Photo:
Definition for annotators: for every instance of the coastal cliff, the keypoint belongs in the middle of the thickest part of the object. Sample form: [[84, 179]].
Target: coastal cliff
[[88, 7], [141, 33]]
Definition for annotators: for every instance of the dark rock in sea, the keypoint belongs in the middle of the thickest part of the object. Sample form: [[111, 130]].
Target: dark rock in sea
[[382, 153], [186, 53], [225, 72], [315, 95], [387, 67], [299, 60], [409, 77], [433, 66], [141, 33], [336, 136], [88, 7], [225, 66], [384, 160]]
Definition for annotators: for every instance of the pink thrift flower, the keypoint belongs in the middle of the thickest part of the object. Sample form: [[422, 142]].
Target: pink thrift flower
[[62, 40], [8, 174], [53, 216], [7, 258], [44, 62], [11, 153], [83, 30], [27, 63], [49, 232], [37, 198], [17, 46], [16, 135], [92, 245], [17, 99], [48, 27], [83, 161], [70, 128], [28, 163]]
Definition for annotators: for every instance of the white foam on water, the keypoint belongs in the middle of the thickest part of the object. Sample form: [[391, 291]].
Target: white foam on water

What to produce> Change every "dark rock in sea" in the data to "black rock in the sea". Leave everything else the same.

Response>
Photo:
Definition for annotators: for every instance of the coastal cliff, the keypoint belongs in the middle of the thickest part of the object. Sample form: [[84, 179]].
Target: coastal cliff
[[88, 7], [141, 33]]
Definition for annotators: for every instance of the black rock in the sea, the keypoint belongs in the middle of the thickest part of the object. Sample form: [[111, 130]].
Target: black rock in the sea
[[382, 153], [186, 53], [225, 72], [315, 95], [387, 67], [299, 60], [409, 77], [433, 66], [141, 33], [336, 136], [88, 7], [225, 66], [384, 160]]
Definition for annotators: for every instance of the pink thrift flower, the keypoint belongs in the middle of the thickest part of the object. Sample form: [[422, 142]].
Target: pink thrift flower
[[62, 40], [8, 174], [53, 216], [7, 258], [44, 62], [11, 153], [83, 30], [27, 63], [49, 232], [37, 198], [17, 46], [16, 135], [92, 245], [17, 99], [48, 27], [83, 161], [70, 128], [28, 163]]
Definition for annotators: for every instance of the white foam on water, the keypoint belongs in the middle of the thickest part of the object. Sample form: [[391, 291]].
Target: white foam on water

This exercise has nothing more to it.